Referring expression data
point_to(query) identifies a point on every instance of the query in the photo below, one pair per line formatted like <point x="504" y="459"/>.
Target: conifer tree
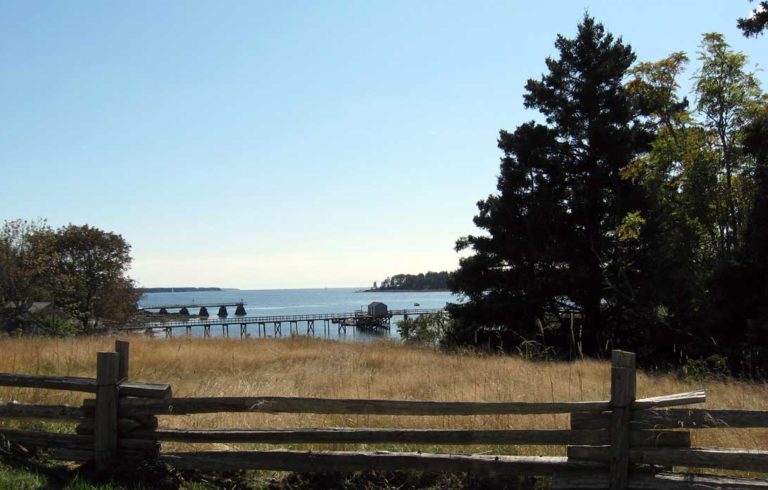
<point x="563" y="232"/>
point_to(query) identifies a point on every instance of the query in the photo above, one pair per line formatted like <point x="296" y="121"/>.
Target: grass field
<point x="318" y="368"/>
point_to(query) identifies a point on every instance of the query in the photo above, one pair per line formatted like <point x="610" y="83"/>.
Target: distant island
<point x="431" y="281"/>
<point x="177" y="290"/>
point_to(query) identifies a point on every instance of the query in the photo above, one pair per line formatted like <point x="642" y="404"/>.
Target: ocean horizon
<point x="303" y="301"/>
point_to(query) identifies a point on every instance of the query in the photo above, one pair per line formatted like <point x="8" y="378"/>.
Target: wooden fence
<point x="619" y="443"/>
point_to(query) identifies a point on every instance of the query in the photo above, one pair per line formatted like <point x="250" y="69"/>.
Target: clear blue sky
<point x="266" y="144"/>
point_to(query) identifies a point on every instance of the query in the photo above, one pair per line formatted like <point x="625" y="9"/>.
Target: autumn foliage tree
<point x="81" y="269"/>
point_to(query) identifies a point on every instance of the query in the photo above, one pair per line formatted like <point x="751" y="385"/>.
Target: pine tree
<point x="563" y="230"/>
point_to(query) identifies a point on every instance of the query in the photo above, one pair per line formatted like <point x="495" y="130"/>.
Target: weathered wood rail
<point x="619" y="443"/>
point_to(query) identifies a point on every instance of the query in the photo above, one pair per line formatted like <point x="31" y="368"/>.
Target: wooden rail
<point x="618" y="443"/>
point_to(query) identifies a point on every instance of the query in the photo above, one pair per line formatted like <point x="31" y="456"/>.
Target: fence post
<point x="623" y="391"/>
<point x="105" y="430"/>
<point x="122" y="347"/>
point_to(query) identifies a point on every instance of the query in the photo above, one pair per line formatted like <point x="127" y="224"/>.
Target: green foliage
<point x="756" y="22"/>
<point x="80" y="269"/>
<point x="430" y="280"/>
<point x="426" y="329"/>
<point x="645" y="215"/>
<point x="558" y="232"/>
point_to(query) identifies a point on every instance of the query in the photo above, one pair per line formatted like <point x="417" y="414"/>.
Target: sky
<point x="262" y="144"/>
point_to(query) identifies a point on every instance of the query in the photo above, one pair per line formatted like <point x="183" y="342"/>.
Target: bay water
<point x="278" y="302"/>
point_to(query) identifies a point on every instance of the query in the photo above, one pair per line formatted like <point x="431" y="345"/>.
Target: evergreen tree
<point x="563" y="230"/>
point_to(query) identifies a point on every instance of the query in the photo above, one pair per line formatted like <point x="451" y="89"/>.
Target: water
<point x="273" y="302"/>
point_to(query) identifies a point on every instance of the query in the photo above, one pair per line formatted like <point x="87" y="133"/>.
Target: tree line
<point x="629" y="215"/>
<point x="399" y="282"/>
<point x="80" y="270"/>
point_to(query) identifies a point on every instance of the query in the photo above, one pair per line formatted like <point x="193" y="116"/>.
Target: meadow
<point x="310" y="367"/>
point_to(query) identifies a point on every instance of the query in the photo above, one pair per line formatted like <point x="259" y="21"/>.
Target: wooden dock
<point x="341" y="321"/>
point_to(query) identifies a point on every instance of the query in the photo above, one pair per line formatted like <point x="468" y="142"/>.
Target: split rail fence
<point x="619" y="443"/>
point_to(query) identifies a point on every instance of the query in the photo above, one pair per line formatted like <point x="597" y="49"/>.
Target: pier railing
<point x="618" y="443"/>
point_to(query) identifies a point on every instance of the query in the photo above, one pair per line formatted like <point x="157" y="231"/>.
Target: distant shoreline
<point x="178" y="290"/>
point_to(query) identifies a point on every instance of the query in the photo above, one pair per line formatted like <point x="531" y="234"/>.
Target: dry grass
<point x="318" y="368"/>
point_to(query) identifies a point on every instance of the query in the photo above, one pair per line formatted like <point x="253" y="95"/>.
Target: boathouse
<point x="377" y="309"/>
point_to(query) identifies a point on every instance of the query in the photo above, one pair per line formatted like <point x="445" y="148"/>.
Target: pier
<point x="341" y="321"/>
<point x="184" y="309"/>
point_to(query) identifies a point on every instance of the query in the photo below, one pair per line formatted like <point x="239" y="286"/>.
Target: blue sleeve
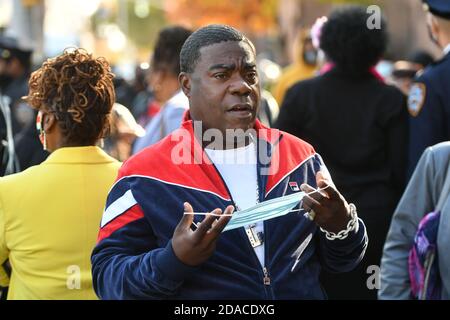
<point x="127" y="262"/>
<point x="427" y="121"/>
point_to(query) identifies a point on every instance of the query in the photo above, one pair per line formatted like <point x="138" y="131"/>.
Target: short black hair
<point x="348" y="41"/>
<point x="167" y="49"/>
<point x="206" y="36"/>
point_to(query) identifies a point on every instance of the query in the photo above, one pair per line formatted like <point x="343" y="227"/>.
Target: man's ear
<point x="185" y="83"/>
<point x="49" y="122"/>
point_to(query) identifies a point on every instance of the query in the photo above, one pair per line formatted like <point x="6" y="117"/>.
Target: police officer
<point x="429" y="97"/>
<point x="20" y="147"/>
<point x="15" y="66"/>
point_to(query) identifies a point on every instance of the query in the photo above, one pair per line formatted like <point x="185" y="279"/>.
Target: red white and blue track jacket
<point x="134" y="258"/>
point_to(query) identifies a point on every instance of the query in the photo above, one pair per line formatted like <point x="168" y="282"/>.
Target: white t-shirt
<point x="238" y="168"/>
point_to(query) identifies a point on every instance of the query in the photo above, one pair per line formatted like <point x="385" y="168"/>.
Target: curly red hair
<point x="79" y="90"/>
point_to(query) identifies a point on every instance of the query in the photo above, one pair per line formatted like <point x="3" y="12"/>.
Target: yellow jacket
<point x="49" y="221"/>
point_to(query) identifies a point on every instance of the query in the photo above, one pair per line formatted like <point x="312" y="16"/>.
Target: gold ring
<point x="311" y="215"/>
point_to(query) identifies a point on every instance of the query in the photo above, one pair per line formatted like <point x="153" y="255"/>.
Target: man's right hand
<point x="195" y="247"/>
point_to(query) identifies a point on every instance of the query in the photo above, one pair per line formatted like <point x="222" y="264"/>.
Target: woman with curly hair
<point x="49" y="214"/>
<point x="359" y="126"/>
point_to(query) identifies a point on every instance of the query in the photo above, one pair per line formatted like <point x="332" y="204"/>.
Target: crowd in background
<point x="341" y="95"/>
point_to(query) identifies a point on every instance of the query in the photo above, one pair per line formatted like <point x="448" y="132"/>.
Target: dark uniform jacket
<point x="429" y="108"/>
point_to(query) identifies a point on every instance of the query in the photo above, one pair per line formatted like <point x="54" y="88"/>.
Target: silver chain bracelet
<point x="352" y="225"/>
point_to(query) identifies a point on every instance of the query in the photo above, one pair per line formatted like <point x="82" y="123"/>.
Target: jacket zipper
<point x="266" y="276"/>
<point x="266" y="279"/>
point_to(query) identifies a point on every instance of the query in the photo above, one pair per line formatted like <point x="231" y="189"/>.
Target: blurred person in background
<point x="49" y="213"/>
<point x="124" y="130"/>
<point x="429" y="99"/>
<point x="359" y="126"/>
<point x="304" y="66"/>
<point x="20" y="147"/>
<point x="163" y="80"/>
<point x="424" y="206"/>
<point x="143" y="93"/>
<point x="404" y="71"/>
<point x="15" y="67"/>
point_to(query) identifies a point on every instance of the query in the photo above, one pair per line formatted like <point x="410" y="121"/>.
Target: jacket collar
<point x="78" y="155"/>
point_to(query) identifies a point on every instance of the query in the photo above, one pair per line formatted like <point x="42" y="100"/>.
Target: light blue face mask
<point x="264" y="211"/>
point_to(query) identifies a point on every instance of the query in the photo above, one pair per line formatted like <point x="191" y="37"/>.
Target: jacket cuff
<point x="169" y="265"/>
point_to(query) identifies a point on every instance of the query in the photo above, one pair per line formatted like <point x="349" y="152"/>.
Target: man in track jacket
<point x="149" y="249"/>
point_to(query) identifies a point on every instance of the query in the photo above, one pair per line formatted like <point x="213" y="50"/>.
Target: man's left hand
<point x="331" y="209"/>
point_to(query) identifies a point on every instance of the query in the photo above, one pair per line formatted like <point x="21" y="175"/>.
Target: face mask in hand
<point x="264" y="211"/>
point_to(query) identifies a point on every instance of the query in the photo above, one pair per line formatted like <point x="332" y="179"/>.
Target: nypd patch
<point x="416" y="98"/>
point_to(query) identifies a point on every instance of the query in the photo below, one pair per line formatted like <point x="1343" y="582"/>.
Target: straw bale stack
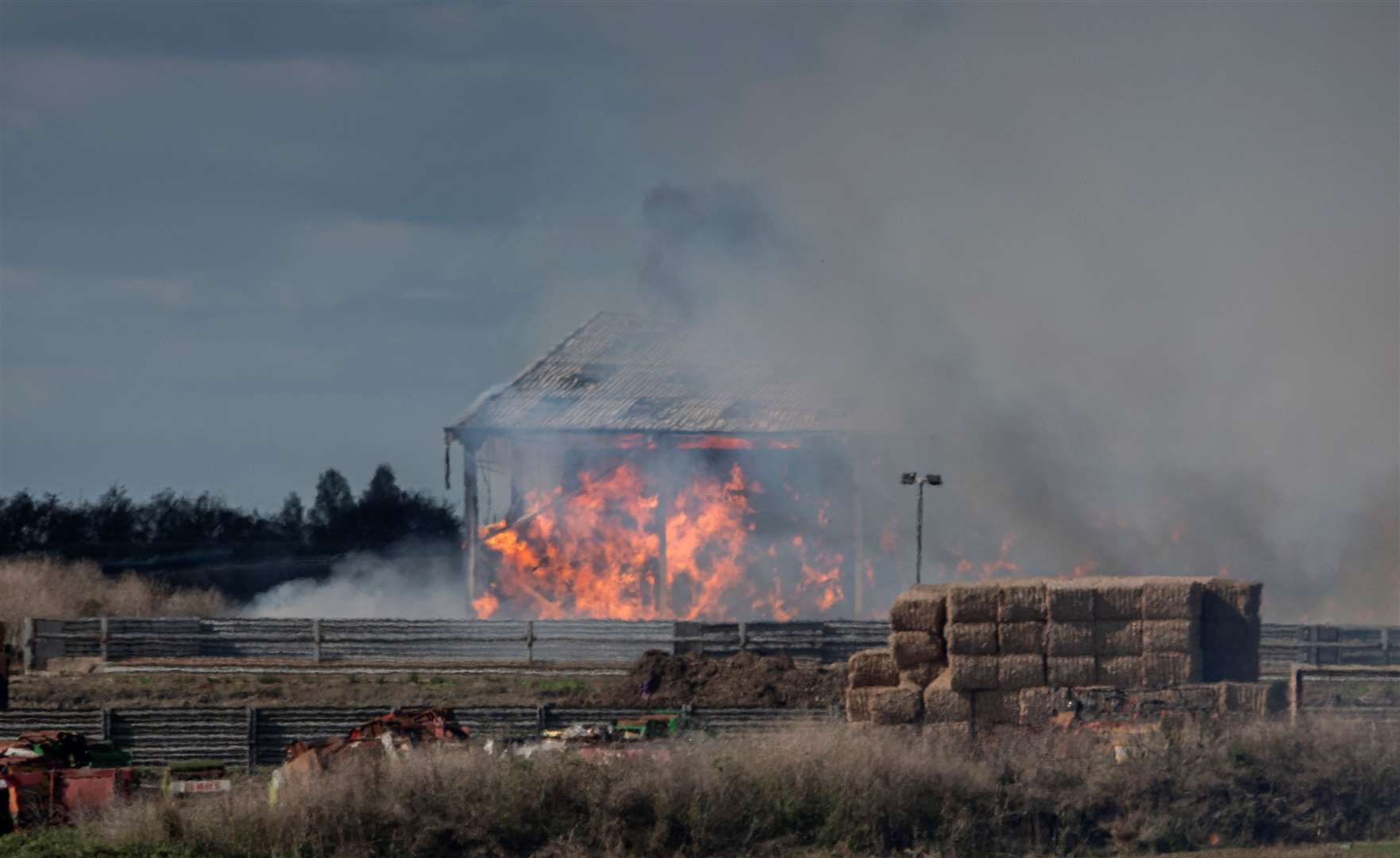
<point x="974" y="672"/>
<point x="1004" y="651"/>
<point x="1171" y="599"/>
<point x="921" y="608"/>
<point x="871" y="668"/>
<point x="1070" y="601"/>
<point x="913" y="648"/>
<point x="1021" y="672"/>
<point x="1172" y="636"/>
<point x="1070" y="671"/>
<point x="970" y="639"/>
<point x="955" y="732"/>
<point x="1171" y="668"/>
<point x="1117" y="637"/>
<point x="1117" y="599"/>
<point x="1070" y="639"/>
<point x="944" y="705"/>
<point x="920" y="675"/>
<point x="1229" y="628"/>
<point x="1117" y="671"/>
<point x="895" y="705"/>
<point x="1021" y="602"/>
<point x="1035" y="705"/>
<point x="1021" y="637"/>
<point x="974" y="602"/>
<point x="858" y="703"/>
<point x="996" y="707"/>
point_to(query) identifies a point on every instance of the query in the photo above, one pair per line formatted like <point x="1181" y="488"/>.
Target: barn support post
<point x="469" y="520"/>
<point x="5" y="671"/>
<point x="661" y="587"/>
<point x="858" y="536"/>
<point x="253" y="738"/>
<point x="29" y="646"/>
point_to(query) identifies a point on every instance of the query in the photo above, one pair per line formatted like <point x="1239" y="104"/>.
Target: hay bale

§ PROBLEM TO SOLVE
Each line of the data that has the string "below" should be returned.

§ TASK OUTPUT
point_to(query) identifies a point on every instance of the query in the photo below, one pair per line formatted like <point x="504" y="459"/>.
point_to(query) identifies a point on every instance of the query in the photo below, one pair per line formatted like <point x="239" y="286"/>.
point_to(query) identifies a point on every instance of the query in the photo below, one pair per line formatted like <point x="1343" y="582"/>.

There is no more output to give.